_Exercise_:
Only the number is wanted: tally the lines below that contain the word "surface".

Dataset entries:
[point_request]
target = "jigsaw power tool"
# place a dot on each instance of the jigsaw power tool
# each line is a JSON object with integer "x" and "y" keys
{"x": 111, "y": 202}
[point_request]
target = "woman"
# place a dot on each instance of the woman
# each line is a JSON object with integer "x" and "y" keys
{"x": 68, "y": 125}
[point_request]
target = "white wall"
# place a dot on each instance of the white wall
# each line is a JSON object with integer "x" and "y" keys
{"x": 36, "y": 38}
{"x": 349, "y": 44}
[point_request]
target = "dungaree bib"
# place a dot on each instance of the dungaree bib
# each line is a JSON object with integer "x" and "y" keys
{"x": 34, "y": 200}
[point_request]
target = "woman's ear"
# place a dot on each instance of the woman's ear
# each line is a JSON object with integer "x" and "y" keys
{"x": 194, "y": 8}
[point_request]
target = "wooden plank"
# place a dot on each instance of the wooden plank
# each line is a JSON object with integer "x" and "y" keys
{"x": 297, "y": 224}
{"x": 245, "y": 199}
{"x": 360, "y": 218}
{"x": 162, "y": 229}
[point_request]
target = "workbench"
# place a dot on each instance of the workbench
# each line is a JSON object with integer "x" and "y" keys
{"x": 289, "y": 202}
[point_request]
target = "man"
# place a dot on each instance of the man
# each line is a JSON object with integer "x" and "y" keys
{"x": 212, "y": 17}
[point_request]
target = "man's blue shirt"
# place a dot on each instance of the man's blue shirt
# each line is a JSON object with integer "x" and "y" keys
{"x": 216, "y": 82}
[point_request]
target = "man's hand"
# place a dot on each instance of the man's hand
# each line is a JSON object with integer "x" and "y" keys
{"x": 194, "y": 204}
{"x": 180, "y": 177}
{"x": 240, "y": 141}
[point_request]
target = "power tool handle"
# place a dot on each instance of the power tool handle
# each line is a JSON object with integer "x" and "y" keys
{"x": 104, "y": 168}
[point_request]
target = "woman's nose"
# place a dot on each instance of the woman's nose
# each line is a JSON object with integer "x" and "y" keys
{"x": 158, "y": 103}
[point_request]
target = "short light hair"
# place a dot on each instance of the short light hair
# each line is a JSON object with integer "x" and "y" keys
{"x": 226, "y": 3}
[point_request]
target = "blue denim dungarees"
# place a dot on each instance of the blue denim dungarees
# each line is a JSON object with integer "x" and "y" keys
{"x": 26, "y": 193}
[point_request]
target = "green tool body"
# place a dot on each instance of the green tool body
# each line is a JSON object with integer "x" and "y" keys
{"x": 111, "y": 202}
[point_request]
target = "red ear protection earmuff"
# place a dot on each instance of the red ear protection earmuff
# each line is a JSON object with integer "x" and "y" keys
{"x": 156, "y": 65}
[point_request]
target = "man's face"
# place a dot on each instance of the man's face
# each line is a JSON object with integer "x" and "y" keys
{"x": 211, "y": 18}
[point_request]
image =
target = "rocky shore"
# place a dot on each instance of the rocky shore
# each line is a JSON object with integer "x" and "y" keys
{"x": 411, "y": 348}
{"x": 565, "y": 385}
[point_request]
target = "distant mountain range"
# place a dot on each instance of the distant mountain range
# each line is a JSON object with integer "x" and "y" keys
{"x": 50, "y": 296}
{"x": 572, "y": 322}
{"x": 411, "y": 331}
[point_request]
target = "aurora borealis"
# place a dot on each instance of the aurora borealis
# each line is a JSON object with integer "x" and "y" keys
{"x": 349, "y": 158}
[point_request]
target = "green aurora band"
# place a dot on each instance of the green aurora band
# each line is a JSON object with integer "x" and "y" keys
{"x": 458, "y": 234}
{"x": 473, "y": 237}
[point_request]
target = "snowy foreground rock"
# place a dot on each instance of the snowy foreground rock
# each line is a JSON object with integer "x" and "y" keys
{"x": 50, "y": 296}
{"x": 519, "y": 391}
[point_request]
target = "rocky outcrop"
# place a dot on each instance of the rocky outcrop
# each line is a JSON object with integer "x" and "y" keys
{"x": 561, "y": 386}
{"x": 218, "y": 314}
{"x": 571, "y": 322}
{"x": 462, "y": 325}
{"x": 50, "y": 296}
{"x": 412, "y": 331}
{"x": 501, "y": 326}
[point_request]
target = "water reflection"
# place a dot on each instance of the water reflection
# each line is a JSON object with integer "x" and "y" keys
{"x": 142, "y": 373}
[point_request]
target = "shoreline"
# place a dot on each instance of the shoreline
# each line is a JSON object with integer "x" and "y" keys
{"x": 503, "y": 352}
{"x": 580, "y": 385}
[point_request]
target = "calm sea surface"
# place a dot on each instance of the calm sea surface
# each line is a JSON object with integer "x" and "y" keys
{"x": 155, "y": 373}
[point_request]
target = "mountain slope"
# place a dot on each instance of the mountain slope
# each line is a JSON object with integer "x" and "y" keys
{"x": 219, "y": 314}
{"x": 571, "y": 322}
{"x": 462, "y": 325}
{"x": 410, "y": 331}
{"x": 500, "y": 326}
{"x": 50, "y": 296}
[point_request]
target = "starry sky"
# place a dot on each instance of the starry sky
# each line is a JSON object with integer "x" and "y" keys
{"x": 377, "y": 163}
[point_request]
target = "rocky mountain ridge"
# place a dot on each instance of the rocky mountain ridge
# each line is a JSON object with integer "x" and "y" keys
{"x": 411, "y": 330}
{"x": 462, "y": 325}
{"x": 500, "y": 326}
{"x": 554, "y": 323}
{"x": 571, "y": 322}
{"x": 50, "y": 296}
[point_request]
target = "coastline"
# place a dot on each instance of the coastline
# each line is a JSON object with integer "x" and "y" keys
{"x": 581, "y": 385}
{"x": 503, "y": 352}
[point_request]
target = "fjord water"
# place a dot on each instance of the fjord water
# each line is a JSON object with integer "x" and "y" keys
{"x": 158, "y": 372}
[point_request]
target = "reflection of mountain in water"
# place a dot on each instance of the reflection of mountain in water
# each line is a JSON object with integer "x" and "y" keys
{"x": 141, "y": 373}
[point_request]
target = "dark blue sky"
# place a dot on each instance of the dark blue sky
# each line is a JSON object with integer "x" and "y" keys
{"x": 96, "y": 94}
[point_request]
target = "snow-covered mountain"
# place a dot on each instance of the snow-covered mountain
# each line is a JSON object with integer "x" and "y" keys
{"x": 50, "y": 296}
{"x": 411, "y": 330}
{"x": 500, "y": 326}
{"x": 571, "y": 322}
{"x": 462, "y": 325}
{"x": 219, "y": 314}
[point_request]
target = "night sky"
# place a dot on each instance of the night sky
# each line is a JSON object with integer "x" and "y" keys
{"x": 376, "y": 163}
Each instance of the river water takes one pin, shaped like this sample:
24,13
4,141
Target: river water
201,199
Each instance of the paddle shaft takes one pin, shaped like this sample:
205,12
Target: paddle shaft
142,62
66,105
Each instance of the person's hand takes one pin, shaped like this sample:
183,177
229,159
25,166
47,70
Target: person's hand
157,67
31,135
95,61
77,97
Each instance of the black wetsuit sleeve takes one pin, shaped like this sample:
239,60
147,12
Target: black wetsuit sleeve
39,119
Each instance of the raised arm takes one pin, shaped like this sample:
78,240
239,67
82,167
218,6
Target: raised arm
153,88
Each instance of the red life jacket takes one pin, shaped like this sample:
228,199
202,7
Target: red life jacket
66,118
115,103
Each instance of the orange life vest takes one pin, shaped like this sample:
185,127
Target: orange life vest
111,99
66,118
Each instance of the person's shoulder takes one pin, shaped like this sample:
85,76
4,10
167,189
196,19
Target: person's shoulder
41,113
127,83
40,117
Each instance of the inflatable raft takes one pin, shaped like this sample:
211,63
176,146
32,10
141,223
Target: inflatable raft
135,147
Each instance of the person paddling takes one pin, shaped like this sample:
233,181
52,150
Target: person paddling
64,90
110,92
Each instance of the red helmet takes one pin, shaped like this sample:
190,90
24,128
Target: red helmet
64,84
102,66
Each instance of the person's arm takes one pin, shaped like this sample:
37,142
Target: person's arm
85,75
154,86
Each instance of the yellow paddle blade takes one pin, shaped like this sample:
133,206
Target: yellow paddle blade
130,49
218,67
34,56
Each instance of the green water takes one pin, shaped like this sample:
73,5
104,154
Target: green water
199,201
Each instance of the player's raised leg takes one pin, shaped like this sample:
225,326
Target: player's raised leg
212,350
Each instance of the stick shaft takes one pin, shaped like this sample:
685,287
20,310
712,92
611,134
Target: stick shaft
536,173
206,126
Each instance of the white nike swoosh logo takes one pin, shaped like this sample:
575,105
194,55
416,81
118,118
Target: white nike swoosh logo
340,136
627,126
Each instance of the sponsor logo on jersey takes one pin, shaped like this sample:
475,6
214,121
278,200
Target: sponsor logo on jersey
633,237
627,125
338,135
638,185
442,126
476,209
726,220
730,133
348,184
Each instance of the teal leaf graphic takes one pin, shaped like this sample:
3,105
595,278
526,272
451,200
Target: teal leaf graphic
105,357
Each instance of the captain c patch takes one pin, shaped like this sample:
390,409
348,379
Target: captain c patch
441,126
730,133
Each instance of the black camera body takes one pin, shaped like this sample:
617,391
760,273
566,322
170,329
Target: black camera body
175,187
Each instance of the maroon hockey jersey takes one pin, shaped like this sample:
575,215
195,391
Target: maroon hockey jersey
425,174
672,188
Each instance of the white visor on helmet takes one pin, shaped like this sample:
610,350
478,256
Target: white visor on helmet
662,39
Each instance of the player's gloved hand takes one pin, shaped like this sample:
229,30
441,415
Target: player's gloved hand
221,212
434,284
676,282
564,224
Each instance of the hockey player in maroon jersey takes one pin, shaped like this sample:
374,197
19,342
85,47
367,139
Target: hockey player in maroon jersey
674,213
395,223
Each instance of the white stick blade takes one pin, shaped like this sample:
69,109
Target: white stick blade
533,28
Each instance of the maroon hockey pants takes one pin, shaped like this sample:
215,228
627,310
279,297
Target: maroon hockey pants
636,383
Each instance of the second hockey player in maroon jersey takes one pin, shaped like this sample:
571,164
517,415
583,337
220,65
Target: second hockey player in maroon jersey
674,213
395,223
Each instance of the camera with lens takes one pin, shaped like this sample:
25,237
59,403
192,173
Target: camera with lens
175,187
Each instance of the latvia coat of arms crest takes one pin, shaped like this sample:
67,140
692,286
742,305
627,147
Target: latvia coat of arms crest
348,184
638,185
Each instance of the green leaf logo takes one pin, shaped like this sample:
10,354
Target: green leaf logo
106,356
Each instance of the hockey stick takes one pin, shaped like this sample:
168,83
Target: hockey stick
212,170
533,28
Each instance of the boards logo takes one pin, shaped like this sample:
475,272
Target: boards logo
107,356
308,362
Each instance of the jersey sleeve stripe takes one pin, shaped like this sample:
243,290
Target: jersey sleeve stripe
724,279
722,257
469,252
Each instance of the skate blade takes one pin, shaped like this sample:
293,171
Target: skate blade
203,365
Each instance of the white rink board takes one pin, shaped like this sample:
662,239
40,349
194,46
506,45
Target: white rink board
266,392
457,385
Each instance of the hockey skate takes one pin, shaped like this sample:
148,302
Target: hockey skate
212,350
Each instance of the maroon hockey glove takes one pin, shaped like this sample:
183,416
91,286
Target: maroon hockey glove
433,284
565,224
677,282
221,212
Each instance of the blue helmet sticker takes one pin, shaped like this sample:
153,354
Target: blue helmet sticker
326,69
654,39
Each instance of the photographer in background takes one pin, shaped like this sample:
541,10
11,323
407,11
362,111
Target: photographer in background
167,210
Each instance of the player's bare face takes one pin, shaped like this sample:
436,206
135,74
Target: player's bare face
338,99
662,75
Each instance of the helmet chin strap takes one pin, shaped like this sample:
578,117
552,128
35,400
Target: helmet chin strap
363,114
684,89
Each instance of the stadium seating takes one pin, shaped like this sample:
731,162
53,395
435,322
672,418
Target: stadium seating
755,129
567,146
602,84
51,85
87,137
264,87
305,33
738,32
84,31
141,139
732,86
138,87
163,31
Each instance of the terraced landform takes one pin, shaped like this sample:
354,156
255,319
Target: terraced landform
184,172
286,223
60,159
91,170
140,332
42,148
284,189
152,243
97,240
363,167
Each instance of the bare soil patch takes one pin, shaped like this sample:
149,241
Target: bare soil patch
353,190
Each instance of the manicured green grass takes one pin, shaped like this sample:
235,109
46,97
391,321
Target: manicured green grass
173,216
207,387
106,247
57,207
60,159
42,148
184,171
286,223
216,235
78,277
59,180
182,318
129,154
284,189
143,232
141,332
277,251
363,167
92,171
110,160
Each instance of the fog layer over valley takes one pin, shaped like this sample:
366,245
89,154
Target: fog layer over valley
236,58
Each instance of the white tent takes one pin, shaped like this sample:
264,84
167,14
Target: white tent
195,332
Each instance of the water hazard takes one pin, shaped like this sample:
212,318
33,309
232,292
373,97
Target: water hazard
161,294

_Response_:
2